CONSIGNE: Pourriez-vous prolonger le texte sur Gaza en reprenant juste après sa dernière phrase ?

Aujourd’hui, ça fait 534 jours
Soit presque 18 mois

534 jours que je ne dors presque plus... que je me réveille trois à quatre fois par nuit pour allumer mon téléphone et chercher à avoir des nouvelles de Gaza...
534 cycles de 24h dans un continuum de jours et de nuits que je poste et archive ces nouvelles.

Je crois que j’ai toujours su.
Que Gaza, ce n’est pas seulement Gaza. Que tout ce qui lutte, tout ce qui se dresse contre l’effacement du monde, contre l’effacement de l’histoire, a quelque chose à voir avec elle.
C’est une ligne de front qui n’en est pas une.
Un territoire qui déborde ses propres frontières, une brèche dans laquelle se joue plus que son propre destin, plus que sa propre géographie.
Gaza est ce qui résiste encore en nous et si elle devait disparaitre, nous serions finis...
Elle est la pierre de touche, le point d’entrée des pires fascismes à venir.

La violence de frappe du 7 octobre a été un point de bascule de l’histoire. La puissance du flash totalitaire qui s’est révélé dès les premiers jours de l’attaque nous a fait entrapercevoir la pire anticipation d’un futur possible, le dévoilement de ce qui, depuis toujours, était là, en attente, prêt à surgir.

.......

Les semaines passent, les morts se comptent, se décomptent... jusqu’à ce qu’on ne retienne plus les visages mais les nombres...

EXTRAIT DES DONNÉES:
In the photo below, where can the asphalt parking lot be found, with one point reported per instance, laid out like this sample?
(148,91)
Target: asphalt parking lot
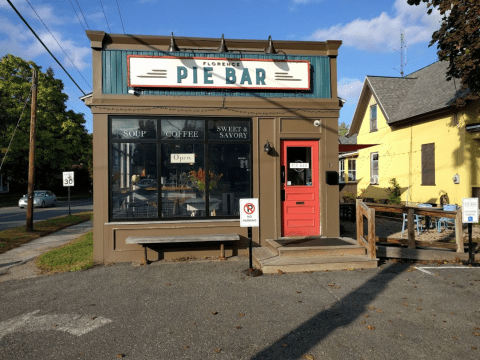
(210,310)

RÉPONSE:
...

Les semaines s’accumulent comme les morts et les ruines.

...

Les morts commencent à se décomposer.

Mais le monde autour de nous continue. Comme si rien n’avait changé. Comme si tout pouvait continuer. Mais nous, nous ne sommes plus là, nous regardons le génocide qui creuse un trou de plus en plus large sous nos pieds...

Il y a maintenant deux temporalités parallèles.
Deux réalités qui ne se rejoignent plus.

Nous étions tous impuissants face au flux incessant des images chargées de morts... nos esprits étaient épuisés par la sidération mais aussi par la fragmentation permanente du réel...

Les reels, qui ne sont pas le réel, ont une durée moyenne dans les stories de trente secondes... Personne n’a encore vraiment étudié cette question de la fragmentation du temps dans nos cerveaux, mais il faut essayer d’imaginer ce que peut provoquer l’effet de régulières secousses de trente secondes de génocides sur le cerveau humain... des séances répétées d’ électrochocs n’auraient pas été plus terribles... Cette discontinuité de l’horreur a pour effet de nous empêcher de percevoir ce que les gazaouis tentent par tous les moyens de nous faire ressentir.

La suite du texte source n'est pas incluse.